#### Extracted entries

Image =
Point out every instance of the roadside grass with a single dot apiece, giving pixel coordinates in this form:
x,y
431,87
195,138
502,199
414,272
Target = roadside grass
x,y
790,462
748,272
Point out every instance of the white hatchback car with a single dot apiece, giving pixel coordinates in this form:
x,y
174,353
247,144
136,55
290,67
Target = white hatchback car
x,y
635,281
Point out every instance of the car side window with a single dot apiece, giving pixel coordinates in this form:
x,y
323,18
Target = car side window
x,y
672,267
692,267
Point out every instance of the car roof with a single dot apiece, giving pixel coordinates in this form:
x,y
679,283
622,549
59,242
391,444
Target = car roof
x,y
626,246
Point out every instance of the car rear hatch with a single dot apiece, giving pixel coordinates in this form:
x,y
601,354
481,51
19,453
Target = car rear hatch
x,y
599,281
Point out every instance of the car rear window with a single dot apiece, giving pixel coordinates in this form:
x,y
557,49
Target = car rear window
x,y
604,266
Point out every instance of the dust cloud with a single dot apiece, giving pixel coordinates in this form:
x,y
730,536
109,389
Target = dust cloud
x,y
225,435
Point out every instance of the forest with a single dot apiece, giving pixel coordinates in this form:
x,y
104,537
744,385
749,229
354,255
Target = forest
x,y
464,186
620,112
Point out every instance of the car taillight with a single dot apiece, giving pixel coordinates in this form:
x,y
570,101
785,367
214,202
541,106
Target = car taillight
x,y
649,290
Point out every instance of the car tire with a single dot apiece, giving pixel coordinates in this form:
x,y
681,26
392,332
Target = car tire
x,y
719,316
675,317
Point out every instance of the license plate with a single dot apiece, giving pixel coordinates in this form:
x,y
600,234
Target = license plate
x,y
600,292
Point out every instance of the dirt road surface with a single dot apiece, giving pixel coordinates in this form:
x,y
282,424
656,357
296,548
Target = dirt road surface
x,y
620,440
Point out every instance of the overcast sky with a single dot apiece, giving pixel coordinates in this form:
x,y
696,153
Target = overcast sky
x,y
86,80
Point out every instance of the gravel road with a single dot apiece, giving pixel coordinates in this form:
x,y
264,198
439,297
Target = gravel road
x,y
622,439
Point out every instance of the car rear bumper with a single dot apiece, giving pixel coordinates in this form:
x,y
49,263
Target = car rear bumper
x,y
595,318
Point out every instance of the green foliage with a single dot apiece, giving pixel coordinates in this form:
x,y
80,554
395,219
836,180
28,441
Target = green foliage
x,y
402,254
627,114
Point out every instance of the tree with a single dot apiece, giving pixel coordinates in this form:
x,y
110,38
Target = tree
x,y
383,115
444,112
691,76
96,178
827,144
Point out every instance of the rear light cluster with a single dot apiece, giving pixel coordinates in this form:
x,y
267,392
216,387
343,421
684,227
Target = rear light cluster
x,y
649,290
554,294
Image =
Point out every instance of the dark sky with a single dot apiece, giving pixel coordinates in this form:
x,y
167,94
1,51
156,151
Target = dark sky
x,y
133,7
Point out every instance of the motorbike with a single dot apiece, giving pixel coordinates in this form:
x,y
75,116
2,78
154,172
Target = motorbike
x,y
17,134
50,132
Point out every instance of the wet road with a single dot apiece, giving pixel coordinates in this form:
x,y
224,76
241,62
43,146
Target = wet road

########

Stated task.
Quote the lines of the listing above that run from the line with "Point out every instance of the gravel" through its last line, both included, and nothing else.

Answer below.
Point out every instance of the gravel road with a single dot apiece, giving pixel coordinates in this form:
x,y
264,198
439,297
Target = gravel road
x,y
622,439
Point out every instance of the car rear bumper with a single dot apiece, giving pixel coordinates in this form:
x,y
49,263
Target = car rear bumper
x,y
595,318
Point out every instance of the green foliage with a single dot apiece, giving pixel coordinates in this form:
x,y
80,554
395,219
836,180
28,441
Target = green foliage
x,y
402,254
627,114
Point out every instance of the tree with a single dot apiece, giving pixel coordinates in this form:
x,y
110,38
Target = tree
x,y
383,115
444,112
691,76
96,178
827,144
Point out every instance of the rear light cluster with a single dot apiece, giving pixel coordinates in this form:
x,y
267,392
216,387
343,421
684,227
Target = rear light cluster
x,y
649,290
554,294
Image =
Point out every instance of the dark sky with a single dot apiece, giving pixel coordinates in this form:
x,y
167,94
1,51
156,151
Target = dark sky
x,y
133,7
Point out every instance of the motorbike with a single dot apiece, giving pixel coordinates in this form:
x,y
75,116
2,78
154,172
Target = motorbike
x,y
17,134
50,132
Point out every instance of the wet road with a single dot apiece, giving pixel coordinates in this form:
x,y
224,76
241,62
43,146
Target = wet road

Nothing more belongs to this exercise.